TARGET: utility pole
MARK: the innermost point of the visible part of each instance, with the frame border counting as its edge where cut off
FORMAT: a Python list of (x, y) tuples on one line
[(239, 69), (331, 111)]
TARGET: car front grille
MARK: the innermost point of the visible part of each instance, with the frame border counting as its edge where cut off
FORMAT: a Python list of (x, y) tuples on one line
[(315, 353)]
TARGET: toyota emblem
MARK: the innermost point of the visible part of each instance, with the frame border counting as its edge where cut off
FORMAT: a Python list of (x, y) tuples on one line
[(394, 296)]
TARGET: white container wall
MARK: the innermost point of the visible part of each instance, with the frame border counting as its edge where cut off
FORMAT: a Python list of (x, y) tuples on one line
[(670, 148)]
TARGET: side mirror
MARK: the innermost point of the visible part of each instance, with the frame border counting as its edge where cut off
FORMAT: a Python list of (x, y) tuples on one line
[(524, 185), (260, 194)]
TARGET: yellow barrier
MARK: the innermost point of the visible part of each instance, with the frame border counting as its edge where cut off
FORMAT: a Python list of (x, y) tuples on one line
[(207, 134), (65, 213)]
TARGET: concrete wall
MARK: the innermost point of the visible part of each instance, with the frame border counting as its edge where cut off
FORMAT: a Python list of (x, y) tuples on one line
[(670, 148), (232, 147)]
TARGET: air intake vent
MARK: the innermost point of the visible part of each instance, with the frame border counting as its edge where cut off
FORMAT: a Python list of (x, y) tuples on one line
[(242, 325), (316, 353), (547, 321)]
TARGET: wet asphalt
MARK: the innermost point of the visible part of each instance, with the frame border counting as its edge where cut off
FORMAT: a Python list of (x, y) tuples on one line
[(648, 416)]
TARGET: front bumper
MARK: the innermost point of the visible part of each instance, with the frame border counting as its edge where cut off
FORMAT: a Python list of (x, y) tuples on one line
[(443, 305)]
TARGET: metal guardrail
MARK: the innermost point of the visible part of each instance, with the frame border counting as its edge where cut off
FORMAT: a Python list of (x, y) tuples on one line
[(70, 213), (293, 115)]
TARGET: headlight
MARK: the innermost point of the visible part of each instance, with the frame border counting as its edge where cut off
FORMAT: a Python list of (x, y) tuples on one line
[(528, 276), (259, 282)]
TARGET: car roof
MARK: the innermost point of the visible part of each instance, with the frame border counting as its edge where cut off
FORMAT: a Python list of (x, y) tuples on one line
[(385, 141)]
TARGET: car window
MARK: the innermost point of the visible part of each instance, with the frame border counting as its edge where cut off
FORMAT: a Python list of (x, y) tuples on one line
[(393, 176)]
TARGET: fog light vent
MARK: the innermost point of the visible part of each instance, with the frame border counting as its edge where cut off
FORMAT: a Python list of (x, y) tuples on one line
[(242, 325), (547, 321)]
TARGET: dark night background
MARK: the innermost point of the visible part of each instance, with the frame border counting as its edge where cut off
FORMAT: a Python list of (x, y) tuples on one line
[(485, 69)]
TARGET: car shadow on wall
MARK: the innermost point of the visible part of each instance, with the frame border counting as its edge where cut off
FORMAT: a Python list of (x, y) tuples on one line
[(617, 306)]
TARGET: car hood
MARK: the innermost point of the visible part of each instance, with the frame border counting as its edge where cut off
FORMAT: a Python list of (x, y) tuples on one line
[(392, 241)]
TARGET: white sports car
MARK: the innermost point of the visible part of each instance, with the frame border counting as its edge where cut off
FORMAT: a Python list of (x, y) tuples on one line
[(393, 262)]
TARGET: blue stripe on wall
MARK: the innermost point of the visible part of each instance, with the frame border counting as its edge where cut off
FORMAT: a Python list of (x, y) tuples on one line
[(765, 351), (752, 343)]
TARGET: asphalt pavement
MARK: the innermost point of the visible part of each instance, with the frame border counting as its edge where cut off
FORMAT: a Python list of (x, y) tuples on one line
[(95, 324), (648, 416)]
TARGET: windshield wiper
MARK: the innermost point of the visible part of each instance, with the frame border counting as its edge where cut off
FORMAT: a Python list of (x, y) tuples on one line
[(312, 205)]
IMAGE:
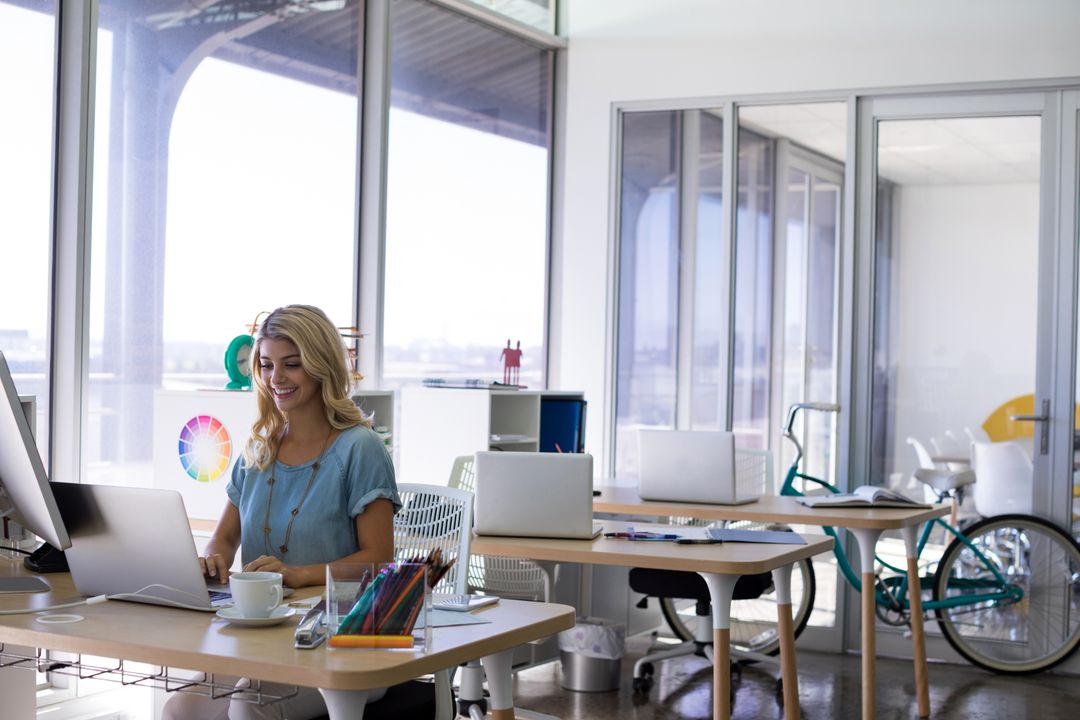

§ §

What you need to do: Can you extract every line of text from the records above, unchanged and in order, while leaving the pictures out?

The solution:
TARGET: utility pole
MARK: the innermost point of the visible part of each instance, with the frame border counting as its edge where cut off
FORMAT: a Python list of (x, y) tuples on one line
[(239, 69), (331, 111)]
TARGET: car front grille
MARK: the innermost point of the visible part of each instance, with the frame border counting as its edge where cut off
FORMAT: a Python list of (x, y) tuples on one line
[(315, 353)]
TARGET: toyota emblem
MARK: the innermost point of the visible part of each instance, with the frame border counting as its edge where cut off
FORMAT: a Python list of (x, y) tuples on one line
[(394, 296)]
TARGET: white container wall
MARK: the innermost point of the visible part of each instance, with the frame border counting as its edge where cut off
FORMAT: a Python list of (x, y) tuples on one line
[(670, 148)]
TARGET: side mirror
MARK: the innermost point of the visible part of each instance, with the frame border counting as its edge where cut off
FORMAT: a Python list of (x, y) tuples on one line
[(524, 185), (260, 194)]
TARGET: yellow barrier
MARK: the innermost point of the visible part of each instance, with the frame border counting as its edge where cut off
FORMAT: a Python list of (x, y) tuples on one line
[(207, 134), (65, 213)]
TARGET: concrete wall
MARK: the innermost point of the visible part of each instance, with the frame border counting as its edge where cut off
FORMAT: a Python list of (x, y) tuples on one line
[(670, 148), (232, 147)]
TARGET: air intake vent
MARK: the innermost point of the visible part of each instance, with the frame border counting as its edge where cut off
FORMAT: a Python list of (x, y) tuples on one line
[(242, 325), (316, 353), (547, 321)]
TARGET: wet asphalt
MARK: the innermost point of the visible part of each instance, with the frame border counting as its edge where cut off
FORMAT: a Python list of (x, y) tuples on one line
[(648, 416)]
TARGET: front bumper
MARK: the innermost point of the visible part of each instance, with the frame border counting as its edge where cut off
FORMAT: a Python list of (x, y) tuples on one line
[(443, 305)]
TARGET: metal guardrail
MARK: the innermost point of the visible part of each instance, with the frame border counting as its edge where cut off
FORMAT: a Python list of (x, y) tuples on one line
[(70, 213), (293, 115)]
TARGET: headlight
MARK: the innermost point of the visible part of each instance, with the frame border counting as its edge where cut off
FORMAT: a Python list of (x, y) tuples on one line
[(528, 276), (259, 282)]
TARGET: car roof
MARK: the innermost point of the visible part of each instance, with the frame border counting as its edge where cut off
FORMAT: a Python list of (x, y) tuples on one line
[(385, 141)]
TARGET: car window
MARK: the innermost point of the visible part of each instance, with the frame border counting as its edge where cut off
FORMAT: a Python list of (x, y) tuples on one line
[(393, 176)]
TARGET: fog light vent
MARK: the innermost point of the visible part of each instance, with the frame border counting as its edge where cut off
FORMAT: a Python list of (x, y) tuples on one line
[(242, 325), (547, 321)]
TARGET: dark night background
MARK: the innermost point of the visible part of each instance, with the frame border counting as its edge where cut off
FORMAT: a Python list of (x, y) tuples on one line
[(485, 69)]
TARGET: car shadow on wall
MARK: the innermost point of the visible part of each instance, with the frame border counting as its edge where cut off
FORMAT: a Python list of (x, y) tuples on one line
[(617, 306)]
TARGET: car hood
MARK: the innermost point of the visible part of each instance, with the frame border counting as its edge where cut off
FORMAT: a Python list of (x, y) tuples on one line
[(392, 241)]
TARGET: white sports car
MARK: the innermost point of the visible part of each instance, with the frame border counting as its edge where cut off
FORMAT: a Python list of (x, y) tuples on one line
[(393, 262)]
TARGET: blue stripe on wall
MARK: the innermost point of the visible part of each instance, with the frame border counting as its edge where cut off
FORMAT: a Python list of (x, y) tuples on one line
[(765, 351), (752, 343)]
TARGET: asphalt pavement
MARK: the innermost point of the visible part of each instance, with the frame border counting as its edge where cut off
FORMAT: a Python list of (x, y) tuples on one line
[(95, 324), (648, 416)]
TARGET: windshield wiper
MARK: the innermost point of the visible part of each instance, with the frame border counting as its edge where cut off
FORMAT: a Python list of (x, y) tuples on one line
[(312, 205)]
IMAGE:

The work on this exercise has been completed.